--- Page excerpt ---

Developed during the 1960s, its emergence as the prominent model of computing in the 1970s represented a major technological shift in the history of computing. By allowing many users to interact concurrently with a single computer, time-sharing dramatically lowered the cost of providing computing capability, made it possible for individuals and organizations to use a computer without owning one, and promoted the interactive use of computers and the development of new interactive applications.
Main article: Batch processing
The earliest computers were extremely expensive devices, and very slow in comparison to later models. Machines were typically dedicated to a particular set of tasks and operated by control panels, the operator manually entering small programs via switches in order to load and run a series of programs. These programs might take hours to run. As computers grew in speed, run times dropped, and soon the time taken to start up the next program became a concern. Newer batch processing software and methodologies, including batch operating systems such as IBSYS (1960), decreased these "dead periods" by queuing up programs ready to run.
Comparatively inexpensive card punch or paper tape writers were used by programmers to write their programs "offline". Programs were submitted to the operations team, which scheduled them to be run. Output (generally printed) was returned to the programmer. The complete process might take days, during which time the programmer might never see the computer. Stanford students made a short film humorously critiquing this situation.

--- Record set ---

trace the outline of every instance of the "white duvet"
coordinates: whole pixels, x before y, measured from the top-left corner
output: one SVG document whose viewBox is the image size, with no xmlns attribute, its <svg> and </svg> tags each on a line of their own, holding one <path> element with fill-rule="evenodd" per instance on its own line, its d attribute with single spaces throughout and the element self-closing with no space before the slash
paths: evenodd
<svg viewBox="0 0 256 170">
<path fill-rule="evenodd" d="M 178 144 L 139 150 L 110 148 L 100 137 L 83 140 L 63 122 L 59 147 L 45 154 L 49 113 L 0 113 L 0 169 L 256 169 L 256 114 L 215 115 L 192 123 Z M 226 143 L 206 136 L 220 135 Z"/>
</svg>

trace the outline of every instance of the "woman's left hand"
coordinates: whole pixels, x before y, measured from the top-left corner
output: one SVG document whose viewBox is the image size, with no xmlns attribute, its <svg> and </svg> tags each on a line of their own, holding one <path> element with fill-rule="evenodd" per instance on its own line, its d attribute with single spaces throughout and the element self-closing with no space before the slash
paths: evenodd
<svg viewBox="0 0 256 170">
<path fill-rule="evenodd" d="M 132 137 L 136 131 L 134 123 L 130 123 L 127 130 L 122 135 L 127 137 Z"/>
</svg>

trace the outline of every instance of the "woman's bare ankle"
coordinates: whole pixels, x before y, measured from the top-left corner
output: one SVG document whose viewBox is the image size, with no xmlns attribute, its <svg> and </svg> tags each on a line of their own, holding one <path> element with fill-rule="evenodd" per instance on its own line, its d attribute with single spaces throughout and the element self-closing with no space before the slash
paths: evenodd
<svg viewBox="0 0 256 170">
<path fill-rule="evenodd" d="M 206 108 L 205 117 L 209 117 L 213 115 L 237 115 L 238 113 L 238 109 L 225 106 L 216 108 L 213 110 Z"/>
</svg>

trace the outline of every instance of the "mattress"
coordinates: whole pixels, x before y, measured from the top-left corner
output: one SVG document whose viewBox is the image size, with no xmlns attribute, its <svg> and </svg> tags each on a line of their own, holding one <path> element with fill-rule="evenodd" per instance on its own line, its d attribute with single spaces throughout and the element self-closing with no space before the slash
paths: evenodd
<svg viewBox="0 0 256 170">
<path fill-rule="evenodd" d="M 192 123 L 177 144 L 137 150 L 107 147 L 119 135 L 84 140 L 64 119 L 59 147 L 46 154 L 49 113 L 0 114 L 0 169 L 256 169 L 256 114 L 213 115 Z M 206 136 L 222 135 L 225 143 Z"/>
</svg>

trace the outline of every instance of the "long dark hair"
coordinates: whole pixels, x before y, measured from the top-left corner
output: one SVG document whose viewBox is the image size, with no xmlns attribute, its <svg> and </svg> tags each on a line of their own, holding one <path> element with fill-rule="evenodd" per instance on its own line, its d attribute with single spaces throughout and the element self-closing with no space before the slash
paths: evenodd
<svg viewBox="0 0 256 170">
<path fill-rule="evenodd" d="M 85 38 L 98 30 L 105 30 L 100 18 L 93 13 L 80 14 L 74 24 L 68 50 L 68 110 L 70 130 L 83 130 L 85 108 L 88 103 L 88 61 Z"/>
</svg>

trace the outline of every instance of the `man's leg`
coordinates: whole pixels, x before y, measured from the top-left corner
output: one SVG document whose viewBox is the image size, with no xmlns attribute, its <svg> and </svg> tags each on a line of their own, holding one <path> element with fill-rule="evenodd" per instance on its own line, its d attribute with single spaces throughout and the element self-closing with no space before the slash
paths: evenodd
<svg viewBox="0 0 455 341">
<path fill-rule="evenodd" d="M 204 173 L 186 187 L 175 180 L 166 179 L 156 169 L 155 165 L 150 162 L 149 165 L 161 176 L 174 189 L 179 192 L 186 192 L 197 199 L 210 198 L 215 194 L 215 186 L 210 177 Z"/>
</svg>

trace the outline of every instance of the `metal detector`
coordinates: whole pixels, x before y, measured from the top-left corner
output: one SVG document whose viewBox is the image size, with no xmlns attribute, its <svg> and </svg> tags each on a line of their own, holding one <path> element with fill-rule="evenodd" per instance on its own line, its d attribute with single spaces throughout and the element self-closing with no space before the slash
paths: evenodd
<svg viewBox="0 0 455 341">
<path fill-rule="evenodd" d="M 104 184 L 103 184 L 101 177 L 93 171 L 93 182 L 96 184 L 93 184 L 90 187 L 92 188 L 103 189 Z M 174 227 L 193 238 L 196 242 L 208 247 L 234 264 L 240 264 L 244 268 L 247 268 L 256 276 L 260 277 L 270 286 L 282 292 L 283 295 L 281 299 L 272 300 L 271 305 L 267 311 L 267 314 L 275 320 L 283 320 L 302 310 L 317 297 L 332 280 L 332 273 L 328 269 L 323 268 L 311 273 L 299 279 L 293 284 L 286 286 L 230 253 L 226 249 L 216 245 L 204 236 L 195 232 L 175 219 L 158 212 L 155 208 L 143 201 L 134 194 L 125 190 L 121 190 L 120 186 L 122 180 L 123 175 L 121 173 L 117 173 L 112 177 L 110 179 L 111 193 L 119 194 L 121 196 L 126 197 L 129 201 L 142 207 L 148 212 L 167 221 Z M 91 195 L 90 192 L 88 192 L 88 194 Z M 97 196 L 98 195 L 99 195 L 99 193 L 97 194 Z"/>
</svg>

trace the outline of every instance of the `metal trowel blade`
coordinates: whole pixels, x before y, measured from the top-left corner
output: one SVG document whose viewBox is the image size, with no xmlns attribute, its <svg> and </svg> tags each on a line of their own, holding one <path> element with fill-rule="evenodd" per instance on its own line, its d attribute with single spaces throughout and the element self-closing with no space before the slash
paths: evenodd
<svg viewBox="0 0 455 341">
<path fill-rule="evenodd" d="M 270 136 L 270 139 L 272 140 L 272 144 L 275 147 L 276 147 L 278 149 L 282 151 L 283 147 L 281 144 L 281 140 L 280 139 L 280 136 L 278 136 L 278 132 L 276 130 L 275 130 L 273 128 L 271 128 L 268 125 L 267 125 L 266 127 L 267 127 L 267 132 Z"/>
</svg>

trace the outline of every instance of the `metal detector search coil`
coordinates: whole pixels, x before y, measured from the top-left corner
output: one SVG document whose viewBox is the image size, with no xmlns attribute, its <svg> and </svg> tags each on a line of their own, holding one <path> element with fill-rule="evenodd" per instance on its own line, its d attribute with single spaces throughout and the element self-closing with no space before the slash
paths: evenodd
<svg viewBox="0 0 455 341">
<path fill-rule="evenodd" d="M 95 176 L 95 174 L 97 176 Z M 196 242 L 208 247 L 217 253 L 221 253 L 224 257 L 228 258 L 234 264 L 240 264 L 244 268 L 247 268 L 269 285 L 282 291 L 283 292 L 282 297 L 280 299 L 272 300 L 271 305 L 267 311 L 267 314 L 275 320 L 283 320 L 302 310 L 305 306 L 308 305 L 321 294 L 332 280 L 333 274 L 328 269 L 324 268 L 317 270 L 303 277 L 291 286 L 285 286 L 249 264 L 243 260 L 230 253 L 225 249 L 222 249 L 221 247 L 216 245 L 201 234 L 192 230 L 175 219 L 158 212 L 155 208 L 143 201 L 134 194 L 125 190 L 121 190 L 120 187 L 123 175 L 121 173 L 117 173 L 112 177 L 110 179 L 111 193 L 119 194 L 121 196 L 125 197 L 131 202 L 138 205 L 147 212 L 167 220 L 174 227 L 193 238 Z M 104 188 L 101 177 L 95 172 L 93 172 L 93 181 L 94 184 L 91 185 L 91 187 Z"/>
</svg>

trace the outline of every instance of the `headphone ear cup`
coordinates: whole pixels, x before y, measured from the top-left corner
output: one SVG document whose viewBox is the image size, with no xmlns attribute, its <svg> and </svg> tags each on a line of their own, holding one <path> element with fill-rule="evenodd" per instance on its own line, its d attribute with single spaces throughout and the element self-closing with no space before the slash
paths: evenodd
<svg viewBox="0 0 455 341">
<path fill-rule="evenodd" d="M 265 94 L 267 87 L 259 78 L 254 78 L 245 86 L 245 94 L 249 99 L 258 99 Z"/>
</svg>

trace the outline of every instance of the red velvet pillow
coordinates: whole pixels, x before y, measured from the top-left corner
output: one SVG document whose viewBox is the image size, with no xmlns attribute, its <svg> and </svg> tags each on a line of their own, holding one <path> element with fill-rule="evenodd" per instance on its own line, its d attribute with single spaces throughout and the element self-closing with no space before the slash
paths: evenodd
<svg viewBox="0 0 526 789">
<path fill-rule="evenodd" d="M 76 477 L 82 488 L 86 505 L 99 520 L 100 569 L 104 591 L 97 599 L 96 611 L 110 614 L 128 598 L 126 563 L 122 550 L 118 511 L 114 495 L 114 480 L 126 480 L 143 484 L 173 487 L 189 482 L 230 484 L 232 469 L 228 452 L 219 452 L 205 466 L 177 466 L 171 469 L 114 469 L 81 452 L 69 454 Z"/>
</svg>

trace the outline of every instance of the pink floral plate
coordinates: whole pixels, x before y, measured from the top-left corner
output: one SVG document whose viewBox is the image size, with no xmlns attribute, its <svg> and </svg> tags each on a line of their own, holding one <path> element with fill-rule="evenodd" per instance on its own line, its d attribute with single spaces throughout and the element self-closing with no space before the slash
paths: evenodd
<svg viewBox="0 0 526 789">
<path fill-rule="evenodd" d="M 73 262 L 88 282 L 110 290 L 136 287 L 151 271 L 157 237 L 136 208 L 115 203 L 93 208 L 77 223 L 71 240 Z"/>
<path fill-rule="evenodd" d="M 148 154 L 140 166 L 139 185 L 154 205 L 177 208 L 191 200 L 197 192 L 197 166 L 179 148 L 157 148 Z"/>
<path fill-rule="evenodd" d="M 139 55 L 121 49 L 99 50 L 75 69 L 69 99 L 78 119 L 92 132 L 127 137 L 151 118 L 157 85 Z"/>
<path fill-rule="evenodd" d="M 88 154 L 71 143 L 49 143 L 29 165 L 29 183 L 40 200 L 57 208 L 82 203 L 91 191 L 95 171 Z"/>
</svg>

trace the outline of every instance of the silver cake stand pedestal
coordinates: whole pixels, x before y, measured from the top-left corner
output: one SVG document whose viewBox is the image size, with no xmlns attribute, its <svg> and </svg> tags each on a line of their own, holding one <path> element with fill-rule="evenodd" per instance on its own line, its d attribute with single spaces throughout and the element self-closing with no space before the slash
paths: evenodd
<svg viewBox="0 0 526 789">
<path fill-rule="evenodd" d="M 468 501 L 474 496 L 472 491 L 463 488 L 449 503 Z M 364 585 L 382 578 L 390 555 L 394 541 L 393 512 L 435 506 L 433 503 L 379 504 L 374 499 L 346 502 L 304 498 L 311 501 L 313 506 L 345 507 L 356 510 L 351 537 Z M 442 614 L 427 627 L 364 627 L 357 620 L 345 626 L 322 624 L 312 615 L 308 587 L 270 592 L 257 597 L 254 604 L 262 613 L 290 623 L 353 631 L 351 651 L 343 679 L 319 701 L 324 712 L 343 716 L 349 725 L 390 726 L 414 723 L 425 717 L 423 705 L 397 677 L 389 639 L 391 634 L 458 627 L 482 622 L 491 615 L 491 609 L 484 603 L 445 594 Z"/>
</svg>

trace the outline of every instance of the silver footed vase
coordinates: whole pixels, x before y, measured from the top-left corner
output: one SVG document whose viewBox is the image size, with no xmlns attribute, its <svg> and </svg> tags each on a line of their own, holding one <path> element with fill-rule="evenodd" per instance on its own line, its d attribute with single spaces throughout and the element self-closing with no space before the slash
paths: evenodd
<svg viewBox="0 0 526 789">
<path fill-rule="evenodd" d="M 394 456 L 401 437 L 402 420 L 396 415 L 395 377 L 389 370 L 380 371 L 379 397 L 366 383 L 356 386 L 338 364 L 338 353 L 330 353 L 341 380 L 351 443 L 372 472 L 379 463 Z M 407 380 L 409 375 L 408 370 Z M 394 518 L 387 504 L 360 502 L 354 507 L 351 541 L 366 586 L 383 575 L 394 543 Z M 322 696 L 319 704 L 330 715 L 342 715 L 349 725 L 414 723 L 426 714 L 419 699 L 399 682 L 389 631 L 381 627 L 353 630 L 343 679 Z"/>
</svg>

---

> [Task prompt]: Pick up the passage on the history of time-sharing and continue it after its last sentence. These records come from a separate source.

> [Task response]:
The alternative of allowing the user to operate the computer directly was generally far too expensive to consider. This was because users might have long periods of entering code while the computer remained idle. This situation limited interactive development to those organizations that could afford to waste computing cycles: large universities for the most part.
The concept is claimed to have been first described by Robert Dodds in a letter he wrote in 1949 although he did not use the term time-sharing. Later John Backus also described the concept, but did not use the term, in the 1954 summer session at MIT. Bob Bemer used the term time-sharing in his 1957 article "How to consider a computer" in Automatic Control Magazine and it was reported the same year he used the term time-sharing in a presentation. In a paper published in December 1958, W. F. Bauer wrote that "The computers would handle a number of problems concurrently. Organizations would have input-output equipment installed on their own premises and would buy time on the computer much the same way that the average household buys power and water from utility companies."
Christopher Strachey, who became Oxford University's first professor of computation, filed a patent application for "time-sharing" in February 1959. He gave a paper "Time Sharing in Large Fast Computers" at the first UNESCO Information Processing Conference in Paris in June that year, where he passed the concept on to J. C. R. Licklider. This paper was credited by the MIT Computation Center in 1963 as "the first paper on time-shared computers".
The meaning of the term time-sharing has shifted from its original usage. From 1949 to 1960, time-sharing was used to refer to multiprogramming without multiple user sessions. In 1984 Christopher Strachey wrote he considered the change in the meaning of the term time-sharing a source of confusion and not what he meant when he wrote his paper in 1959.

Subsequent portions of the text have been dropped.